◆ **Göreviniz**:
Aşağıdaki kayıtları, hiçbir satırı değiştirmeden baştan sona kopyalayın.

◆ **Sağlanan veriler**:
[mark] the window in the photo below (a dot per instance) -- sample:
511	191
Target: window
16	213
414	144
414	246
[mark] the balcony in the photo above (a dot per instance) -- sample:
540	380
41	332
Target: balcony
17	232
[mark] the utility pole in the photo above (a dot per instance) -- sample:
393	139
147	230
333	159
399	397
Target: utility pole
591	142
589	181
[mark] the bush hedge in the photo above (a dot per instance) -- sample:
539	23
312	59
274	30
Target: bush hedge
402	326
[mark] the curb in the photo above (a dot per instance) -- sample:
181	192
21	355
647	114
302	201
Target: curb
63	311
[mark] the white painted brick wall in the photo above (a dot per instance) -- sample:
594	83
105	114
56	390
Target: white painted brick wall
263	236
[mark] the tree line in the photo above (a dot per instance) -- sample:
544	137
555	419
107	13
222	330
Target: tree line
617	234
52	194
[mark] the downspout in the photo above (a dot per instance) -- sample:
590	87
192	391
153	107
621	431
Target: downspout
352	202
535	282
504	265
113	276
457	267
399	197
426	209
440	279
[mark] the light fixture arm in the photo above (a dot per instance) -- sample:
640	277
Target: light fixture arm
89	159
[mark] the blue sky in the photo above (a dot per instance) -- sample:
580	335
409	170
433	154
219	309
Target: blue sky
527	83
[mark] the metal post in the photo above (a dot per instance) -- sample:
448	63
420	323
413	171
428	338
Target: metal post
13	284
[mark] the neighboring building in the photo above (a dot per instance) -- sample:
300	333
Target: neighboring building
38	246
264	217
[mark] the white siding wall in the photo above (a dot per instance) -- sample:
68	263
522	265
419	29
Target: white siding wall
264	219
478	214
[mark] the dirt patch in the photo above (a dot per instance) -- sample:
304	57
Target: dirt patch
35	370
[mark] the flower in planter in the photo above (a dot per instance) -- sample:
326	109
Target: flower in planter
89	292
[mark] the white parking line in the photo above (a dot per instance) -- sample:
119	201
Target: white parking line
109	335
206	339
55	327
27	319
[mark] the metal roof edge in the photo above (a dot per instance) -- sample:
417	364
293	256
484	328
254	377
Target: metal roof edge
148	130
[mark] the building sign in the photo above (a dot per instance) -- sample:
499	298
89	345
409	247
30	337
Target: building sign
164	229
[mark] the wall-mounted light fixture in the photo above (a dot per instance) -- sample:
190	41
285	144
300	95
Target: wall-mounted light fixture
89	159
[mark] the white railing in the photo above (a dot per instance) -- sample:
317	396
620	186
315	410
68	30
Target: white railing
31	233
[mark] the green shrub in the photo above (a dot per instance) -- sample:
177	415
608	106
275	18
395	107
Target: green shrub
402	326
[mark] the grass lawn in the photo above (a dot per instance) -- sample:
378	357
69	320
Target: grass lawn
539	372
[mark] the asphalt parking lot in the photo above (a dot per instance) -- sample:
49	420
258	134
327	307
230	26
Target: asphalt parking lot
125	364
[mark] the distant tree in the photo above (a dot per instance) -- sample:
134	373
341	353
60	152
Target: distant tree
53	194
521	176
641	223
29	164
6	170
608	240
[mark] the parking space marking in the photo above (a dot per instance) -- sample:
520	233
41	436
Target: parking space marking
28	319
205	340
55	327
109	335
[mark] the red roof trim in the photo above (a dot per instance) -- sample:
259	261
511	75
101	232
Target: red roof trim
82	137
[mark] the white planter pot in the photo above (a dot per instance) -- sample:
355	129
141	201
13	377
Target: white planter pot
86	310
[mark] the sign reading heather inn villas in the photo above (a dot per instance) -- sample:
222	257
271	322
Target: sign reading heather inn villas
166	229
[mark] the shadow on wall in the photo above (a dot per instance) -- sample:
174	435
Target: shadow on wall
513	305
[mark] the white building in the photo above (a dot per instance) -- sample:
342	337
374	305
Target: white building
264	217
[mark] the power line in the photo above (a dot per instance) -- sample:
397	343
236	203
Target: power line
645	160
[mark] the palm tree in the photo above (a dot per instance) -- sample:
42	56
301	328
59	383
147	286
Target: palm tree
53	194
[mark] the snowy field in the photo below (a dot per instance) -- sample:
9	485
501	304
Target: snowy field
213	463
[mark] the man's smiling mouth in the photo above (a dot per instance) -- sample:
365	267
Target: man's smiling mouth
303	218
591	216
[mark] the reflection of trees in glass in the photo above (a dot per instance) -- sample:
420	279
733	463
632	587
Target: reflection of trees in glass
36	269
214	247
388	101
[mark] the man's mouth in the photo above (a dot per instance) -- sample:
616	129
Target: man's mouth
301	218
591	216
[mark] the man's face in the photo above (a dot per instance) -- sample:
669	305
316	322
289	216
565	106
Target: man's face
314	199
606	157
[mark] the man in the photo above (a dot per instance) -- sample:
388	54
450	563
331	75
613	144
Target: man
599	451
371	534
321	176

◆ **Görevin çıktısı**:
[mark] the window in the photo below (a dot per instance) -- sample:
511	191
Target: window
16	213
414	144
414	246
[mark] the balcony in the photo above (a dot per instance) -- sample:
540	380
41	332
Target: balcony
17	232
[mark] the utility pole in the photo above (a dot per instance) -- sample:
393	139
147	230
333	159
399	397
Target: utility pole
591	142
589	181
[mark] the bush hedge in the photo above (a dot per instance) -- sample:
539	23
312	59
274	30
Target: bush hedge
402	326
[mark] the curb in the photo above (a dot per instance) -- sample:
181	192
21	355
647	114
302	201
Target: curb
63	311
[mark] the white painted brick wall in the photo above (a dot per instance) -- sample:
594	83
105	114
56	390
Target: white painted brick wall
263	236
[mark] the tree line in the photo above (a dot per instance) -- sample:
544	137
555	419
107	13
222	330
Target: tree line
617	234
52	194
[mark] the downspout in the photo above (a dot per instance) -- sample:
590	87
192	391
153	107
621	431
Target: downspout
352	202
535	282
504	265
113	276
457	267
399	197
426	209
440	279
[mark] the light fixture arm in the photo above (a dot per instance) -- sample:
640	277
Target: light fixture arm
89	159
[mark] the blue sky in the photo above (a dot per instance) -- sample:
580	335
409	170
433	154
219	309
Target: blue sky
527	83
[mark] the metal post in the photo above (a dot per instance) -- sample:
448	63
420	323
413	171
428	338
Target: metal post
13	284
[mark] the neighboring building in the photo above (a dot per instance) -- sample:
300	333
Target: neighboring building
38	246
264	217
[mark] the white siding wall in the photo above (a dot per instance) -- sample:
68	263
522	265
419	29
Target: white siding wall
264	219
478	214
[mark] the dirt patch in the photo above (a dot per instance) -- sample:
304	57
Target: dirt patch
35	370
[mark] the flower in planter in the photo above (a dot per instance) -- sample:
326	109
Target: flower in planter
89	292
[mark] the white parking line in the photo above (a dot per instance) -- sample:
119	201
Target: white parking line
109	335
206	339
55	327
27	319
[mark] the metal roof edge in the photo above (a dot per instance) -- sample:
417	364
293	256
484	328
254	377
Target: metal roof edge
148	130
[mark] the building sign in the photo above (a dot per instance) -- sample:
499	298
89	345
409	247
30	337
Target: building sign
164	229
[mark] the wall-mounted light fixture in the photo above (a dot per instance) -- sample:
190	41
285	144
300	95
Target: wall-mounted light fixture
89	159
[mark] the white railing in the photo above (a dot per instance) -- sample:
317	396
620	186
315	410
68	30
Target: white railing
31	233
[mark] the green shrub in the photo above (a dot per instance) -- sample:
177	415
608	106
275	18
395	107
Target: green shrub
402	326
[mark] the grass lawn in the photo above (a dot per instance) -- sample:
378	357
69	320
Target: grass lawn
539	372
[mark] the asphalt parking lot in the photo above (a dot per instance) -- sample:
49	420
258	134
327	307
230	26
Target: asphalt parking lot
125	364
[mark] the distant tree in the photo above (a dot per instance) -- sample:
134	373
341	353
60	152
Target: distant tree
53	194
521	176
641	223
29	164
6	170
608	240
[mark] the parking space marking in the photo above (a dot per instance) -- sample:
520	233
41	436
Target: parking space marking
28	319
205	340
55	327
109	335
[mark] the red roof trim in the photo above (a dot per instance) -- sample:
259	261
511	75
101	232
Target: red roof trim
82	137
[mark] the white planter pot in the photo above (a dot per instance) -- sample:
355	129
141	201
13	377
Target: white planter pot
86	310
[mark] the sign reading heather inn villas in the photo above (a dot per instance) -- sample:
222	257
271	322
Target: sign reading heather inn villas
166	229
[mark] the shadow on wall in the photo above (a dot per instance) -- sample:
174	435
Target: shadow on wall
513	305
[mark] the white building in the photo above (a dot per instance) -- sample:
342	337
374	305
Target: white building
264	217
[mark] the power line in the photo above (a dot per instance) -- sample:
397	343
236	203
Target: power line
645	160
[mark] the palm tree in the photo above (a dot per instance) -- sample:
42	56
301	328
59	383
147	286
Target: palm tree
53	194
[mark] the snowy field in the photo below (a dot per instance) -- sample:
9	485
501	304
Target: snowy field
213	463
[mark] the man's smiling mouth in the photo above (a dot per instance) -- sample:
365	267
Target: man's smiling mouth
303	218
591	216
[mark] the reflection of trees in glass in the photo above (a dot per instance) -- sample:
420	279
733	463
632	587
Target: reflection of trees in glass
36	269
214	247
388	101
[mark] the man's mouth in the photo above (a dot per instance) -- sample:
616	129
Target: man's mouth
301	218
591	216
[mark] the man's face in the photo above (a dot per instance) -- sample:
669	305
316	322
289	216
565	106
Target: man's face
314	199
606	157
[mark] the man in the photo above (a dot per instance) -- sample:
388	54
450	563
331	75
613	144
Target: man
599	451
371	534
321	176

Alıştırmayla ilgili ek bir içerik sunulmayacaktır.